(Deine Aufgaben)
• a. Stimmen die folgenden Aussagen mit dem Text über die Ausstellungen im Kunstraum überein? Antworte jeweils mit Ja oder Nein und zitiere die entscheidenden Worte des Textes wörtlich: (i) Marion Ritzmann und Nadja Solari stellen zum ersten Mal gemeinsam aus. (ii) Die gemeinsame Arbeit war bei der Pressebesichtigung bereits fertig. (iii) Auf der Müslipackung steht der Name „Speed“.
• b. Schreibe den Text über die Ausstellungen im Kunstraum nach seinem letzten Satz weiter.

(Ausgewählter Text)
Ist die Konsumkritik eine Verbindung zwischen den Werken?
Versteht man Olga Titus’ Werk in dieser Weise auch als eine sozial- und konsumkritisch, dann ergibt sich durchaus ein Anknüpfungspunkt zu dem, was eine Etage höher im Kunstraum gezeigt wird. Zum ersten Mal stellen dort die beiden Künstlerinnen Marion Ritzmann und Nadja Solari gemeinsam aus. „Fractional exitations“ lautet der Titel ihrer Kollaboration. Eine echte Besprechung der Arbeit kann dieser Text allerdings nicht leisten, da sie zum Zeitpunkt der Pressebesichtigung noch nicht fertig war.
So muss man sich auf das beschränken, was bereits augenfällig war: Herumliegendes Brot, glänzende Schokoriegelverpackungen mit der Aufschrift „Speed“, eine Müslipackung mit dem Namen „Tresor“ darauf. Es sind allesamt Elemente aus Nadja Solaris Arbeit. Sie setzt sich mit dem Kreislauf von Ökonomien auseinander, findet Inspiration in Supermärkten und versucht unsere konsumgeile Welt mit ihren eigenen Produkten ad absurdum zu führen.

(Datensatzinhalt)
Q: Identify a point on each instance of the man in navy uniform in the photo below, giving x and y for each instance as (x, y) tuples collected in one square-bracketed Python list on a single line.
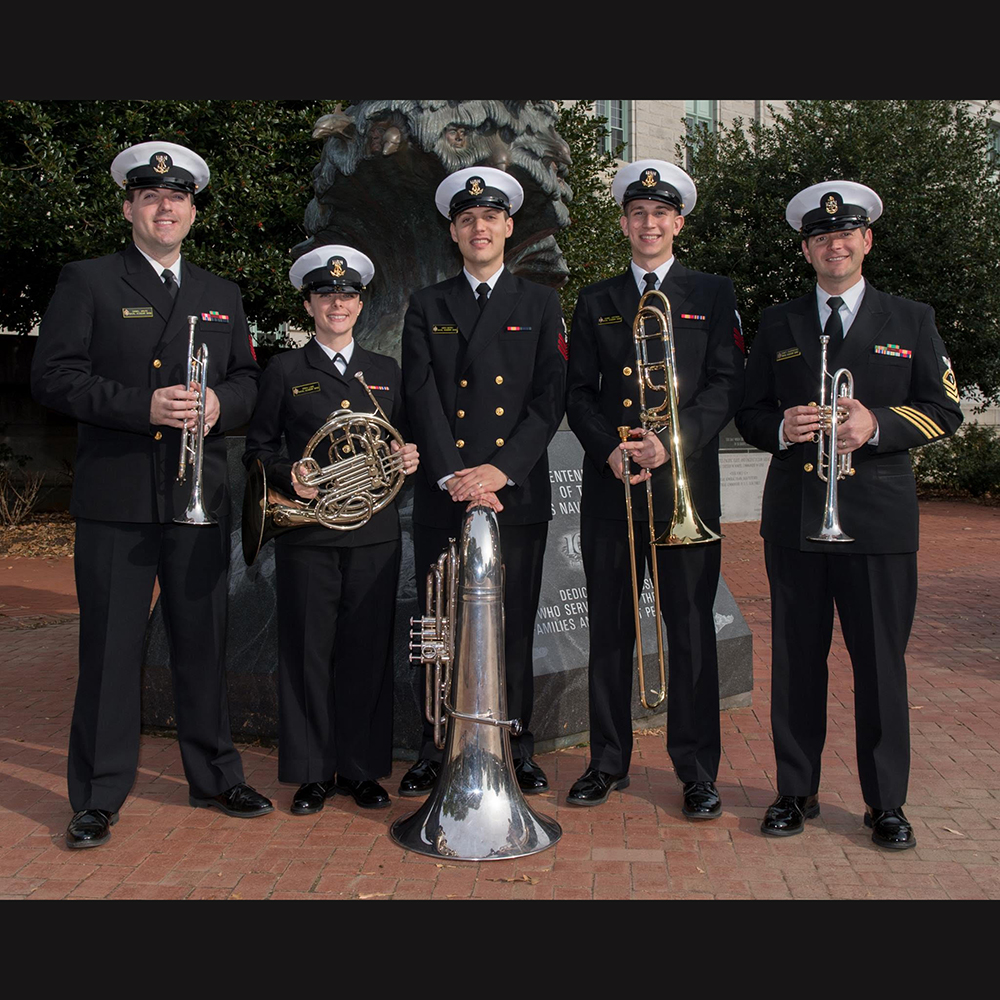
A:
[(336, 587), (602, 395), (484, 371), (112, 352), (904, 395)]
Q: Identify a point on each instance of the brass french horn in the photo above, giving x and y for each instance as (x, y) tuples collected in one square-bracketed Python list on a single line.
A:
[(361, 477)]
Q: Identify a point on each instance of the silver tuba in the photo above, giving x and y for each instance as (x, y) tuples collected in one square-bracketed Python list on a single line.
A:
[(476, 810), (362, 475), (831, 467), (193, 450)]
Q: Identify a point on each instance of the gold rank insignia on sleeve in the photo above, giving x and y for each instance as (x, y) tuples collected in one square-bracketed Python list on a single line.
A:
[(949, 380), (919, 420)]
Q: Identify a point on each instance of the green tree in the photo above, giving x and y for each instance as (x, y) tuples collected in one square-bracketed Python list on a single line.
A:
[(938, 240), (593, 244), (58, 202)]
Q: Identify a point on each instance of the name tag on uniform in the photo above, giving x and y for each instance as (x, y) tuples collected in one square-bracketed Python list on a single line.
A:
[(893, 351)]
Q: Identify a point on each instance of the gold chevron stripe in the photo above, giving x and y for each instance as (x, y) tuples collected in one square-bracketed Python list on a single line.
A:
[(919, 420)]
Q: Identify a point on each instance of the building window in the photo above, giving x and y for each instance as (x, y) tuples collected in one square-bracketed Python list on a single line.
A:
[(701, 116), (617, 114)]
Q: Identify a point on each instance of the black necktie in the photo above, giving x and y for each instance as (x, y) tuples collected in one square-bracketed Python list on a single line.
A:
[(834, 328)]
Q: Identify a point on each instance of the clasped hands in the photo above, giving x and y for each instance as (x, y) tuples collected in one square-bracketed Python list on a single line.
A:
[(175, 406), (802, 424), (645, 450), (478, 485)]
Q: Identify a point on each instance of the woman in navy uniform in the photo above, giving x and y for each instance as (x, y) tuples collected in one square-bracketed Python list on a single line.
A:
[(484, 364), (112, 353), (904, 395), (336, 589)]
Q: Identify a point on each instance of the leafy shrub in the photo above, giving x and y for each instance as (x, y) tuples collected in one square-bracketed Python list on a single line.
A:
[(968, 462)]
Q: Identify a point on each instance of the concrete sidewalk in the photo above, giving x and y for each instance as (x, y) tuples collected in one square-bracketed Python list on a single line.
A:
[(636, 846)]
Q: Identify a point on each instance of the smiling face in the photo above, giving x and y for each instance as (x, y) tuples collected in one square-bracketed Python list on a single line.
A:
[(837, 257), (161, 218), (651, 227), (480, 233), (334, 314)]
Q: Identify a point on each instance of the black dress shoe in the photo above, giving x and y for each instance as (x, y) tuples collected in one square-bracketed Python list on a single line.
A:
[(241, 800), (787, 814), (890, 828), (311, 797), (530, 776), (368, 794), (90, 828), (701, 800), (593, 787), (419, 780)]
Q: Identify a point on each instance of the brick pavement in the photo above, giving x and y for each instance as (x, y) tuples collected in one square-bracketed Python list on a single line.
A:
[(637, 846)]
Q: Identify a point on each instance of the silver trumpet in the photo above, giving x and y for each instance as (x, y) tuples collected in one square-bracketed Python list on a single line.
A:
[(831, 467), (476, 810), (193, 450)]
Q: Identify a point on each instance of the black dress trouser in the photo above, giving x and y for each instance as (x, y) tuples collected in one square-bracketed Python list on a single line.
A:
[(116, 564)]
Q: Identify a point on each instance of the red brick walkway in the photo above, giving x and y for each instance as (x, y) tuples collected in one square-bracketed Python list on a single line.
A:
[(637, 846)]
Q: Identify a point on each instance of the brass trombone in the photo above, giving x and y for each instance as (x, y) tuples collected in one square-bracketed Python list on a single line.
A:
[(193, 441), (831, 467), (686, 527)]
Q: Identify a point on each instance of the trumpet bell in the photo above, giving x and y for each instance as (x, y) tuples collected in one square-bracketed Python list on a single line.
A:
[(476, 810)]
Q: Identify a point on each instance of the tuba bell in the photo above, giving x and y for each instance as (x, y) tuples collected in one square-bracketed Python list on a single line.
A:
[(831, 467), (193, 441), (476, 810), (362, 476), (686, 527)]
---
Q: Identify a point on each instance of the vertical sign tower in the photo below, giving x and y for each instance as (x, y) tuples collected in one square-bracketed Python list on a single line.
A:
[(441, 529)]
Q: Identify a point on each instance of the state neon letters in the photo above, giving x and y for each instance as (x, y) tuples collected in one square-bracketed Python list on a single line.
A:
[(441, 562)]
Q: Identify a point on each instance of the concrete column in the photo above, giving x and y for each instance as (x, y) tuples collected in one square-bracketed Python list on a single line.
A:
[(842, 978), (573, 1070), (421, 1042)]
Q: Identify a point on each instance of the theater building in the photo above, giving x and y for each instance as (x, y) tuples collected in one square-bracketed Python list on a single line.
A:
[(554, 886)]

(Antworten je Aufgabe)
• a.
(i) Ja: „Zum ersten Mal stellen dort die beiden Künstlerinnen Marion Ritzmann und Nadja Solari gemeinsam aus.“
(ii) Nein: „da sie zum Zeitpunkt der Pressebesichtigung noch nicht fertig war.“
(iii) Nein: „eine Müslipackung mit dem Namen „Tresor“ darauf“

• b.
Marion Ritzmann arbeitet weniger plakativ. Bei ihr geht es vor allem um Flächen, Linien, abstrakte Formen und geometrische Zeichen. Das Medium Zeichnung steht im Mittelpunkt. Ihre an Möbel erinnernden Skulpturen stehen im Raum und vermessen diesen gleichsam. Wie genau Solaris und Ritzmanns Arbeit nun ineinander greifen werden und ob das über die gemeinsame Klammer der angemalten Wände hinaus geht, liess sich zum Zeitpunkt der Pressebesichtigung noch nicht erkennen. Und irgendwie ist das ja auch ganz gut - so kann sich jeder Besucher selbst einen Reim darauf machen - oder auch nicht.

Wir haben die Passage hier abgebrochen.